— begin —

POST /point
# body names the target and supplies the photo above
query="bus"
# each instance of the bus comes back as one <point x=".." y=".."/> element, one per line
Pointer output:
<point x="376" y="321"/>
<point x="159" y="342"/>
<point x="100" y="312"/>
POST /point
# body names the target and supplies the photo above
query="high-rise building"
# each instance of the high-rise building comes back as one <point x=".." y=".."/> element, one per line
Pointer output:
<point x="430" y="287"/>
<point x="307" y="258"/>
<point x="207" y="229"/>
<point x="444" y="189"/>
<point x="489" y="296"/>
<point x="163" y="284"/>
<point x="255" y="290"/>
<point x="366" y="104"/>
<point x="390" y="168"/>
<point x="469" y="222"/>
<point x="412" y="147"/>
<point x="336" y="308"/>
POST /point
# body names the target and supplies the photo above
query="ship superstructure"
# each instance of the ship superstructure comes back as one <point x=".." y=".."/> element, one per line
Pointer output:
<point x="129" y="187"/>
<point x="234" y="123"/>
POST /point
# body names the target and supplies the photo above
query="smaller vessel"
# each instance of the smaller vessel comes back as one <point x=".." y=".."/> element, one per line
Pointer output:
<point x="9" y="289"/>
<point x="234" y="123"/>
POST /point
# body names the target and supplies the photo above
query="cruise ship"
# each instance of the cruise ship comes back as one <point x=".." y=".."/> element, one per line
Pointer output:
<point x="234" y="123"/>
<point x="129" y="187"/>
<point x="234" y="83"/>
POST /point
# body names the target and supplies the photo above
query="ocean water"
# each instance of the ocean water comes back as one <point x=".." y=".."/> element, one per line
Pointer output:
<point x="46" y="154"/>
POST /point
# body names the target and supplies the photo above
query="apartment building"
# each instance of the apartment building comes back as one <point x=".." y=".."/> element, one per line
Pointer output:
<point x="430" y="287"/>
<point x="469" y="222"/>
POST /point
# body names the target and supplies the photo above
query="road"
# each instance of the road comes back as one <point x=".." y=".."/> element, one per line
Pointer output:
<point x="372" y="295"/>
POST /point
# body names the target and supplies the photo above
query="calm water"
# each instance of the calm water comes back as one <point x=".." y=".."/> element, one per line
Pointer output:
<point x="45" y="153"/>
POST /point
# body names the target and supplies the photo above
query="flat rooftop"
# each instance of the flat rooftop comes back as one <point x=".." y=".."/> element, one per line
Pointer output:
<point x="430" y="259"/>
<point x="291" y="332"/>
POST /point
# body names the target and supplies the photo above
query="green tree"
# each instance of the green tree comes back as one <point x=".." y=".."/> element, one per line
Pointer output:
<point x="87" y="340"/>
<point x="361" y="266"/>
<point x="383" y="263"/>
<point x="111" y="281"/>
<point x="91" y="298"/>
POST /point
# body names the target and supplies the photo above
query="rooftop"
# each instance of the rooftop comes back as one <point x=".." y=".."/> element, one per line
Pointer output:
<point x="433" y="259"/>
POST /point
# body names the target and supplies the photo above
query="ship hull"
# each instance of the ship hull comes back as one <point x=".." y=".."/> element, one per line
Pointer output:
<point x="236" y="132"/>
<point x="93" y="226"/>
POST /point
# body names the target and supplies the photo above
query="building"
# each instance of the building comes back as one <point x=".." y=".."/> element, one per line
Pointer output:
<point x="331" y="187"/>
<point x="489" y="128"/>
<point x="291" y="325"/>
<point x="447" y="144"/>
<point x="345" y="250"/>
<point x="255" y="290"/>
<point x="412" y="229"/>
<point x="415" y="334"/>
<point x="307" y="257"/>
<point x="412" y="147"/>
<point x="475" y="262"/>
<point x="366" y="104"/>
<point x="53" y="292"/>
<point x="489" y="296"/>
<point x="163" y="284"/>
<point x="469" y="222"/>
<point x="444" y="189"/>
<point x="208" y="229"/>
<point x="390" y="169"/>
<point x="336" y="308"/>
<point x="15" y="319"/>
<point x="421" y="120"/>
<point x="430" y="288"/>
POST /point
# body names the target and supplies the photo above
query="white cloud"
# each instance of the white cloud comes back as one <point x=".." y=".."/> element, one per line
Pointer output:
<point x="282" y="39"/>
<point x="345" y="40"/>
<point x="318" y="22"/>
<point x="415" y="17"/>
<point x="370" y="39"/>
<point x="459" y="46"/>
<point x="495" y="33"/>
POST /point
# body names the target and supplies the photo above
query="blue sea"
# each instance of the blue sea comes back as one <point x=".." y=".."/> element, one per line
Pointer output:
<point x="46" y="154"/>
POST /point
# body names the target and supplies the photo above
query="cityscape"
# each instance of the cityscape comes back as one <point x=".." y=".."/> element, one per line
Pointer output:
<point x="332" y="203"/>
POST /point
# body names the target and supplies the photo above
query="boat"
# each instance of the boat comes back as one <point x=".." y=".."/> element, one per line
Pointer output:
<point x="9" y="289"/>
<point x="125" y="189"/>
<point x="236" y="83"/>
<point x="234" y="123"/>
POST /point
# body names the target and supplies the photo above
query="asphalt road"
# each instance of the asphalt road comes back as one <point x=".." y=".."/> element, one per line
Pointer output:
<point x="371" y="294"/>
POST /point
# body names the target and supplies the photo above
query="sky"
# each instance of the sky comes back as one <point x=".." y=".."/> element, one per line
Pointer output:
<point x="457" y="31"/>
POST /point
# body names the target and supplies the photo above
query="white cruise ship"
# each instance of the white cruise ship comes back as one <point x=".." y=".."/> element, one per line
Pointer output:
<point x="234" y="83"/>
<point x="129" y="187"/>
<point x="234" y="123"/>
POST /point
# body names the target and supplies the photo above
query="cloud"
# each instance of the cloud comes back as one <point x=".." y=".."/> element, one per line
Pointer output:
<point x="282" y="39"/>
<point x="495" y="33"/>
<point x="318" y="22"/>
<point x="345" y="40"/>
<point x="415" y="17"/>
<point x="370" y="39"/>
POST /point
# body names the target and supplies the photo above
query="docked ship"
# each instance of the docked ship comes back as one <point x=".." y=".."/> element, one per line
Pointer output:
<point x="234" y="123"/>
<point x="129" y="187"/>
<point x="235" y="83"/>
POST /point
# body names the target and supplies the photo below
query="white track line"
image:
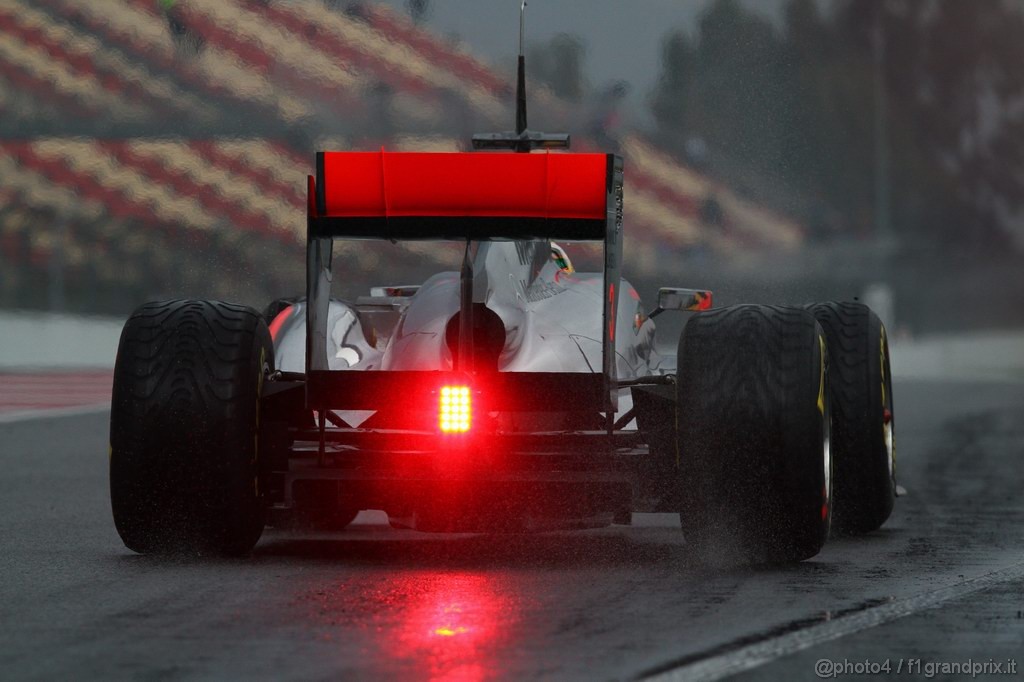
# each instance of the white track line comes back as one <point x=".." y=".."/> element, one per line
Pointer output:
<point x="11" y="417"/>
<point x="743" y="657"/>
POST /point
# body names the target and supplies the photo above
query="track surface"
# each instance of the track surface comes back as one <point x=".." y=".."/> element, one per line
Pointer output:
<point x="621" y="603"/>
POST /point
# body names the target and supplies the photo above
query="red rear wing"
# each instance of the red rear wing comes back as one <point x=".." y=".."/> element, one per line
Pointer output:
<point x="480" y="197"/>
<point x="437" y="196"/>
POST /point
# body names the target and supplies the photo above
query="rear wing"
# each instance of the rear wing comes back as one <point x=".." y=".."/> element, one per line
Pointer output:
<point x="464" y="197"/>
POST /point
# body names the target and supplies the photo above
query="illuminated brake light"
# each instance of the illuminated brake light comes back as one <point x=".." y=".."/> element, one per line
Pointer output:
<point x="455" y="411"/>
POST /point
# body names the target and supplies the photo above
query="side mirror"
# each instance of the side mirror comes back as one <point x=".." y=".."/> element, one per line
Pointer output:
<point x="681" y="299"/>
<point x="394" y="292"/>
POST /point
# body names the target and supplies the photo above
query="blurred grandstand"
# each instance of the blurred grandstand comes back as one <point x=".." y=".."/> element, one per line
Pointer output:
<point x="157" y="147"/>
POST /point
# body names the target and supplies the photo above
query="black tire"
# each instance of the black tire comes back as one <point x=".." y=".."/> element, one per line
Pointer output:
<point x="184" y="420"/>
<point x="753" y="435"/>
<point x="863" y="424"/>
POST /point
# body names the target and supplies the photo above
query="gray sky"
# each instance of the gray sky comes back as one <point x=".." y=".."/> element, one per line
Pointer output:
<point x="623" y="37"/>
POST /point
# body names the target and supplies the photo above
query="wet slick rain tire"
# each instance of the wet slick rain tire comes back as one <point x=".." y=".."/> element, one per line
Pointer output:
<point x="184" y="420"/>
<point x="862" y="431"/>
<point x="753" y="434"/>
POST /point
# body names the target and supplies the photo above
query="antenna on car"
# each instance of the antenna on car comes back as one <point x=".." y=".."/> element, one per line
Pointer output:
<point x="522" y="139"/>
<point x="520" y="85"/>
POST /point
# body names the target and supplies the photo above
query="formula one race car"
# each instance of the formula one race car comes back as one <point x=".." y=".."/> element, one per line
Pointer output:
<point x="515" y="394"/>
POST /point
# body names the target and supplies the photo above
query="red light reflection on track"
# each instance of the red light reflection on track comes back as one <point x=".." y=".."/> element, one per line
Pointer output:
<point x="453" y="625"/>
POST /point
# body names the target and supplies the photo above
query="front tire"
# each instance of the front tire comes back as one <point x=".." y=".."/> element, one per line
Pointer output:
<point x="753" y="434"/>
<point x="863" y="422"/>
<point x="184" y="423"/>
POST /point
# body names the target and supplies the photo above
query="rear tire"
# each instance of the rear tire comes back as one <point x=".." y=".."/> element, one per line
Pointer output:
<point x="753" y="435"/>
<point x="184" y="421"/>
<point x="862" y="418"/>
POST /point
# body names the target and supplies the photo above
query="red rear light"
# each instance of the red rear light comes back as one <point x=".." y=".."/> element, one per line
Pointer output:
<point x="455" y="411"/>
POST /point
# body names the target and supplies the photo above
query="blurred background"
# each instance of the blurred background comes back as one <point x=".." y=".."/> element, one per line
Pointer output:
<point x="776" y="151"/>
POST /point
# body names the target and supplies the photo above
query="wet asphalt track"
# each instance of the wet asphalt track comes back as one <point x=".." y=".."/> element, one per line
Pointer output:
<point x="942" y="582"/>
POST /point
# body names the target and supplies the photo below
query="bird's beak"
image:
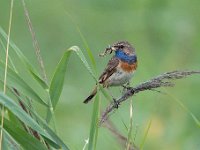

— end —

#### Aim of the exercise:
Collect every row above that contains the string "boat", and note that case counts.

#### Correct output:
query="boat"
# each instance of the boat comes back as one <point x=".." y=".."/> element, one per line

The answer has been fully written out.